=== Data extract ===

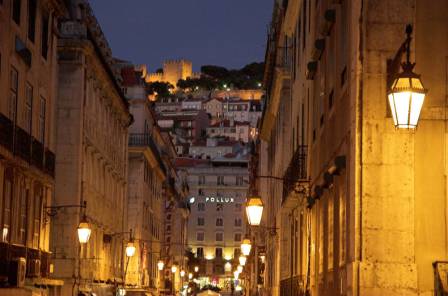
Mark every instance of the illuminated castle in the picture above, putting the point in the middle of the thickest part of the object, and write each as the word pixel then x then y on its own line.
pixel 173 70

===
=== Data extract ===

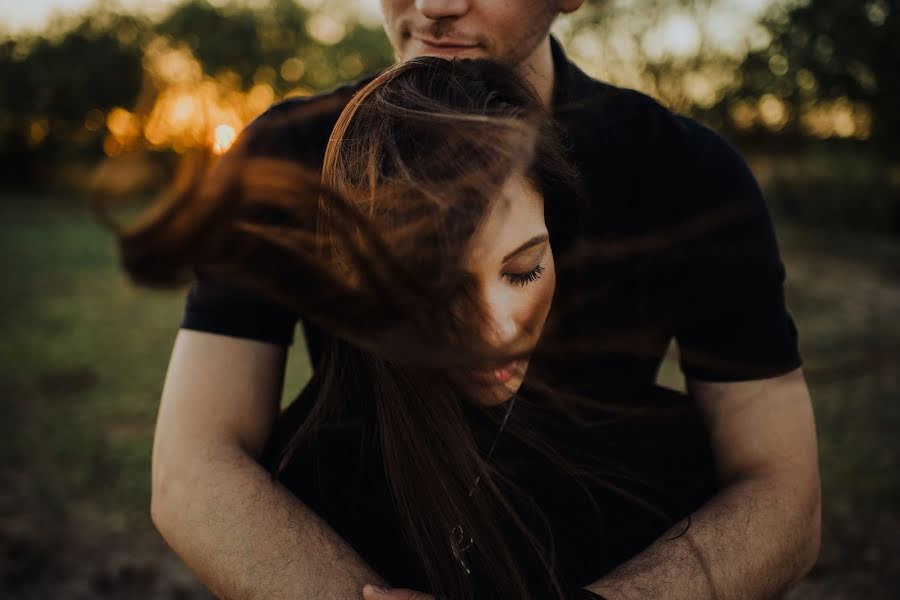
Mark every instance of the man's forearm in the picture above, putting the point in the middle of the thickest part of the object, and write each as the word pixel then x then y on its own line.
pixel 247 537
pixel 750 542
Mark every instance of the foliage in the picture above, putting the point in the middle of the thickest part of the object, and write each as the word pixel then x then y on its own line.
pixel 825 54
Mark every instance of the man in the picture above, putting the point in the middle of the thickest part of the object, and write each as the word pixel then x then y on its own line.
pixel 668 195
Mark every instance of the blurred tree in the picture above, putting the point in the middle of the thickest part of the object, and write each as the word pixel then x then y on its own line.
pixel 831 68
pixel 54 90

===

Given request: Edit the data starting at the line that contains "Mark every instance of the blurred" and ending at the line that contains "pixel 54 90", changing "blurred tree" to "out-of-focus tree" and leaving everything else as it is. Return only those lines.

Solution:
Mark every instance of the out-of-focus tree in the picture above, putting the point in the middle of the thickest part of the object, and write each as the word pixel then x then y on its own line.
pixel 831 68
pixel 54 90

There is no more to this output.